§ **課題要件**
専門用語の構造を扱った講演のQ&Aを、掲載されている最後の文の後から書き継いでください。

§ **文書の抜粋**

────

イベント / EVENT

平成24年度 第3回 Q&A

第3回 2012年8月22日(水)

専門用語の構造〜 新しい言葉が生まれるとき?〜
小山 照夫 (国立情報学研究所 名誉教授)

講演当日に頂いたご質問への回答(全21件)

※回答が可能な質問のみ掲載しています。

自然語と専門用語の間に明確な線引きはできるのでしょうか?その場合の条件もしくは専門用語の定義はありますか?

厳密な線引きは難しいと言えます。専門用語らしさとしてのTermhood(専門用語性)は専門家の間での言語感覚に依存していて、専門家にとって議論のテーマや、関連話題としての物事を指示する言葉であると実感できることがTermhoodの本質です。したがって、境界的な言葉については、専門家の間でも意見の分かれうる問題と言えるでしょう。

事例として「イヌ」が取りあげられましたが、日常会話に出てくる「イヌ」と専門用語としての「イヌ」とは、どのように使いわけたらよいのでしょうか?

私の感覚では「イヌ」を専門用語として使用する局面を想像しにくいのですが、しかし、一般の言葉を専門用語として使うことはあり得ます。これを一般的に言うなら、使い分けという視点では、専門家間で特定のテーマを議論する際に特別に意味の制限された形で使われ、かつ、専門家の間で慣例的にそのような限定された意味で使用されているかどうかが問題になります。結局専門家が意図的に限定された意味で言葉を使うかどうかという問題で、議論している専門家の間ではある意味あたりまえ(常識)のことになります。ここでの使い分けは議論のテーマ選択によって行われることになります。なお「イヌ」の学名 Canis lupus familiarisは、(分類)生物学での専門用語です。

マスコミが衝動的に作った専門用語が不合理であった場合に、どのような修正がおこなわれるのでしょうか?たとえば「環境ホルモン」、ホルモンの定義を変更すれば専門用語として認識することができますか?

────

§ **元データ**
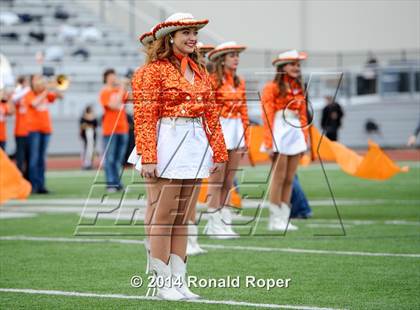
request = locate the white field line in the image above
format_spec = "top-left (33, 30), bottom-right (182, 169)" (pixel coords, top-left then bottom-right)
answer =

────

§ **回答は以下**
この言葉について言うなら、「環境ホルモン」を専門用語にしてしまうという選択もあると思います。生体が自身の機能を調整するために、生体組織の活動に影響を与える物質として自ら合成するものが本来の「ホルモン」だとしても、外部環境由来の物質で生体組織活動に影響するものを比喩的に「ホルモン」と呼ぶことはありえます。この言葉については「ホルモン」は生体内部由来のものではなく、比喩として外部由来の化学物質を指すという合意ができれば専門用語として受け入れることはできると思います。比喩を許さないという視点で詳しく言い換えるなら「環境性生体機能物質」とでもなるのでしょうか。しかし、明確な合意ができるならいっそ比喩にたよってしまうということもありそうです。この辺りは分野の専門家の感覚(どちらが使いやすいと感じるか)に依存すると思います。

「複合語」等の専門用語の性質は各国語で共通でしょうか?例えば日本語、欧米語、中国語で、各語の文法等による違いはありますか?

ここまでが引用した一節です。